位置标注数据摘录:
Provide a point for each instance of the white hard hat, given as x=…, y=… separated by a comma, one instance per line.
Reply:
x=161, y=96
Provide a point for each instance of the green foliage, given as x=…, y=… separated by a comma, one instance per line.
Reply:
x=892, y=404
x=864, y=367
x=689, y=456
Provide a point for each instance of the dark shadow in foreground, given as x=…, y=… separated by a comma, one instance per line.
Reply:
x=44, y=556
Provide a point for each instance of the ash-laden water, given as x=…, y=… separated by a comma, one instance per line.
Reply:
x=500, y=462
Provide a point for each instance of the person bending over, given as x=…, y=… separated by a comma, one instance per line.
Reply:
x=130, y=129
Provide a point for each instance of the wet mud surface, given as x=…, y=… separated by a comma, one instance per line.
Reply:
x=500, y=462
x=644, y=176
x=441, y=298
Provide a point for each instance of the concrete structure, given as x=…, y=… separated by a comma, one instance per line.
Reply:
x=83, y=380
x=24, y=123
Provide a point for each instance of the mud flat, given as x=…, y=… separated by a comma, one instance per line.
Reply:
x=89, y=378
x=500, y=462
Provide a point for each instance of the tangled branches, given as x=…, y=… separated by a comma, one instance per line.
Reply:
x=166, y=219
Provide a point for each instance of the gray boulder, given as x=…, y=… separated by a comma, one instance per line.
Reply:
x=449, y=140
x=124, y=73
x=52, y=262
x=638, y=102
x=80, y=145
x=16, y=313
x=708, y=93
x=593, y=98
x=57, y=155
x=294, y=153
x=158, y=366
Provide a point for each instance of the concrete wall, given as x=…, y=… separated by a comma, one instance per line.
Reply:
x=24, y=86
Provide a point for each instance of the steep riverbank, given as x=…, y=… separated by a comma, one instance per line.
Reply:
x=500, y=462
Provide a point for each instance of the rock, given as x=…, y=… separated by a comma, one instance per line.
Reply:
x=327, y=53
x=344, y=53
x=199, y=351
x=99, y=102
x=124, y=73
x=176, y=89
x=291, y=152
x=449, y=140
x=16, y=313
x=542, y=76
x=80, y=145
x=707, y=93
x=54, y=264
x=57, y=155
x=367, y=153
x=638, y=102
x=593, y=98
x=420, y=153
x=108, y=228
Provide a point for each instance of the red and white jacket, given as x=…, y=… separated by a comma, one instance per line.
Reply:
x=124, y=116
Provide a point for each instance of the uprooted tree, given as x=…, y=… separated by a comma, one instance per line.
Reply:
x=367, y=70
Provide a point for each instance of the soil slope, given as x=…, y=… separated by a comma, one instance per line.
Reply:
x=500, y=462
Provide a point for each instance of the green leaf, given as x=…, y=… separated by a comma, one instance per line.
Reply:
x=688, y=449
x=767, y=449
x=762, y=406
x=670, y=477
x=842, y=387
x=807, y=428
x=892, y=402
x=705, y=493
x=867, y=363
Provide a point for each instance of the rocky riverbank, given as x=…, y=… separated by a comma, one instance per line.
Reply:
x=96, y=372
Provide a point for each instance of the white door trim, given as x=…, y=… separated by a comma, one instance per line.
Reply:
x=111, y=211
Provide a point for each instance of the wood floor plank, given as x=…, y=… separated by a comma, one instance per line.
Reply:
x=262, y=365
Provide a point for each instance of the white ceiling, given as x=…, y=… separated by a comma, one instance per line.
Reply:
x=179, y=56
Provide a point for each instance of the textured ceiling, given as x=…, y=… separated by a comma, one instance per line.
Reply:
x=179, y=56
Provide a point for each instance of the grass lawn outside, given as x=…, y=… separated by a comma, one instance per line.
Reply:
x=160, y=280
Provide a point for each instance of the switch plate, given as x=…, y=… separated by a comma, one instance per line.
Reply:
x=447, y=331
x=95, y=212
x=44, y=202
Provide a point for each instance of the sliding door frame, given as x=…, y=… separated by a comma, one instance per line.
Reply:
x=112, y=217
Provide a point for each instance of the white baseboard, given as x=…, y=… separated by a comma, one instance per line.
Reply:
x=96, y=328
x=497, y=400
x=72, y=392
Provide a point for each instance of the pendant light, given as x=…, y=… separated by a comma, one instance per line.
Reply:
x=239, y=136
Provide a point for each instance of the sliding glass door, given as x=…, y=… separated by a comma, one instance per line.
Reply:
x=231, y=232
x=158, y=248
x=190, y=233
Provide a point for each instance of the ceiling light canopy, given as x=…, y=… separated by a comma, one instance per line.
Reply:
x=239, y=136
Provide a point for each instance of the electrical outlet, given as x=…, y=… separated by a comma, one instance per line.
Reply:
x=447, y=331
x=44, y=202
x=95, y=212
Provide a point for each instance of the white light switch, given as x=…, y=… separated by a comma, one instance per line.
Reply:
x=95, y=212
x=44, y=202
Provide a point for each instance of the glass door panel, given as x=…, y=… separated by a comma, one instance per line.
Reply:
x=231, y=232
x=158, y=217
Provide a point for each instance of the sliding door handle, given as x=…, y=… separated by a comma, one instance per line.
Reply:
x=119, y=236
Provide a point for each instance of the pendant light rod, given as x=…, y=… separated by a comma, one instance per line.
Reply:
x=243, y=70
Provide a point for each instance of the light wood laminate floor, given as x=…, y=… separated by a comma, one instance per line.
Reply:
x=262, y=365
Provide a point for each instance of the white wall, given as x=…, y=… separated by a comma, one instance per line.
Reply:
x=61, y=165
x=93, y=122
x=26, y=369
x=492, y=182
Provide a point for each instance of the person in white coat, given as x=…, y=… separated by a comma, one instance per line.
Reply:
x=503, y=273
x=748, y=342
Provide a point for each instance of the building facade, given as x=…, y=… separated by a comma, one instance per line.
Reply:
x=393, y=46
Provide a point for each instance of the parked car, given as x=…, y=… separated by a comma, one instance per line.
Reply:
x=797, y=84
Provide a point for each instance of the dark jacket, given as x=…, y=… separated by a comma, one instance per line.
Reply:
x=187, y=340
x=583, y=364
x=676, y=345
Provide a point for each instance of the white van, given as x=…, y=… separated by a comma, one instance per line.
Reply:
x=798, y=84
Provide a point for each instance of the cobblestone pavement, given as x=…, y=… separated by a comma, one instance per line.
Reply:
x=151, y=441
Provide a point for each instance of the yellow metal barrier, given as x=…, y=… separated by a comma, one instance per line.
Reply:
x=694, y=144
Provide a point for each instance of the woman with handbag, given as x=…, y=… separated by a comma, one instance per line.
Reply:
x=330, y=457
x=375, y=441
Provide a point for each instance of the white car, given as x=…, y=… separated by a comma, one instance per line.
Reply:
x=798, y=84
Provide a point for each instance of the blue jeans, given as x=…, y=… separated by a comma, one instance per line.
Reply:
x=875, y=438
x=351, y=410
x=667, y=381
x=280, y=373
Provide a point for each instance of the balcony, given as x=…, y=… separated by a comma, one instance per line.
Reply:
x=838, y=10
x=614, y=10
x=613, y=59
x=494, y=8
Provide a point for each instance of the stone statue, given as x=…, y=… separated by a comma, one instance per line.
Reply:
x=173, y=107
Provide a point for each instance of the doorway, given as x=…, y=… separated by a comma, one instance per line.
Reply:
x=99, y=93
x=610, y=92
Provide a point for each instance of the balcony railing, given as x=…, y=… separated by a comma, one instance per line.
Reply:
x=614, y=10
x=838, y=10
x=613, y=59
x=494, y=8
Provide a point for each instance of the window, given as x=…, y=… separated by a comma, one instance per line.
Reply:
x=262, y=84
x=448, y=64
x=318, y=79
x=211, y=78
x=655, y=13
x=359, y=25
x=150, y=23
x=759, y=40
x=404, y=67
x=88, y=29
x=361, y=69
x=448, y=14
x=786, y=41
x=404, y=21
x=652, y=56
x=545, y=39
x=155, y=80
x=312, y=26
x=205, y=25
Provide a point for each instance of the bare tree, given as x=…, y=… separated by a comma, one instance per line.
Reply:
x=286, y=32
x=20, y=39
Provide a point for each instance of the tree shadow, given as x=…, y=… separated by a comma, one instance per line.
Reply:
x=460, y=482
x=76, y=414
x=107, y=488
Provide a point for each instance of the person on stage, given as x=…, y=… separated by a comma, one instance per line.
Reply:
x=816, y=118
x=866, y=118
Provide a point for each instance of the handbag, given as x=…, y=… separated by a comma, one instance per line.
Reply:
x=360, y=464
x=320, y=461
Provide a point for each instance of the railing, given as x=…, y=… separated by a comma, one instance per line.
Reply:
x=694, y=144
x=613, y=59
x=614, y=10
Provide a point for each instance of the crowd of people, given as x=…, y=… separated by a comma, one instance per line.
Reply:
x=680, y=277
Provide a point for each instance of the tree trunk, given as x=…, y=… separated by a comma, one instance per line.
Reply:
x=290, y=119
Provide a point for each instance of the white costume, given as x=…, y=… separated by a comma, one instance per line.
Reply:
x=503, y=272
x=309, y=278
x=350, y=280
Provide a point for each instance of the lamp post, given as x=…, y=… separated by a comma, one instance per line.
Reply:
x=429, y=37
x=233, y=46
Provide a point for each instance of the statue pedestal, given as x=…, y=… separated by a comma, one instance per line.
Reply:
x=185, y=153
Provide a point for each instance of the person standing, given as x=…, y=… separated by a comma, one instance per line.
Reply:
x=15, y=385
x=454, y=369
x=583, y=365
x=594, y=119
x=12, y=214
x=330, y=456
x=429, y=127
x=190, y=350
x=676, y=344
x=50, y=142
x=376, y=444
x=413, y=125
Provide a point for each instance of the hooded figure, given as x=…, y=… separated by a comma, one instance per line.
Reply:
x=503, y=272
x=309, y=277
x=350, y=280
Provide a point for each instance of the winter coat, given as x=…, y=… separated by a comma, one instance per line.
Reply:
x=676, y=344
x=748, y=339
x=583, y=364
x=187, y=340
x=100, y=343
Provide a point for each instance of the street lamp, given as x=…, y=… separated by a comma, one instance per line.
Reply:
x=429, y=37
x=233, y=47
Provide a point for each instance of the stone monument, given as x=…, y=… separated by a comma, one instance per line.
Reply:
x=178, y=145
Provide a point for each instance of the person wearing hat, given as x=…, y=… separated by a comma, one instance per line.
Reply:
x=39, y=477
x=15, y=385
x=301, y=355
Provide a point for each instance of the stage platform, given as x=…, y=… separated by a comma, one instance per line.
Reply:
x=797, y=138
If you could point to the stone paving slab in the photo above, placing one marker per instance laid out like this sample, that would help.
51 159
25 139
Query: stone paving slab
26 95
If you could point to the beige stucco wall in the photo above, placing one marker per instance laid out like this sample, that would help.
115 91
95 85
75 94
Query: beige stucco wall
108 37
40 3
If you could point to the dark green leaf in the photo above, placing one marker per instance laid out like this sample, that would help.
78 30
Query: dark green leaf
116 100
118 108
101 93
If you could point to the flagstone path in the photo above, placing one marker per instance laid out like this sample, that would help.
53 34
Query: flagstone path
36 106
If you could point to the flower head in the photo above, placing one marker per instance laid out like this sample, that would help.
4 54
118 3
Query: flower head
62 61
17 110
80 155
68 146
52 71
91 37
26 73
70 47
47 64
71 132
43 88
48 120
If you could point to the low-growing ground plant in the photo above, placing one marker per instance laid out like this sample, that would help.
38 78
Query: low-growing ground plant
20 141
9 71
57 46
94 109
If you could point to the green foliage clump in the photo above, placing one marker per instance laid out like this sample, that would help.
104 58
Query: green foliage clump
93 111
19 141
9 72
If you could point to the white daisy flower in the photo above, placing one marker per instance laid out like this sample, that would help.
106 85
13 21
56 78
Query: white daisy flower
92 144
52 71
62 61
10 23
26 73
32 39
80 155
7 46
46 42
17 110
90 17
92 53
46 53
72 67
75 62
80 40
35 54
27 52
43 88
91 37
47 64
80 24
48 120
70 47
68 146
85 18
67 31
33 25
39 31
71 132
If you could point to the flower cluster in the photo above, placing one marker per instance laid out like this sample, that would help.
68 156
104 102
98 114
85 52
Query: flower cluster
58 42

» 待办任务
把记录中从开头起、到含有“x=44, y=556”的那一行为止的各行（首尾两行都包括在内）列为一个 JSON 字符串列表，每行对应一个字符串，空行略去。

» 最终结果
[
  "Provide a point for each instance of the white hard hat, given as x=…, y=… separated by a comma, one instance per line.",
  "Reply:",
  "x=161, y=96",
  "Provide a point for each instance of the green foliage, given as x=…, y=… separated by a comma, one instance per line.",
  "Reply:",
  "x=892, y=404",
  "x=864, y=367",
  "x=689, y=456",
  "Provide a point for each instance of the dark shadow in foreground, given as x=…, y=… separated by a comma, one instance per line.",
  "Reply:",
  "x=44, y=556"
]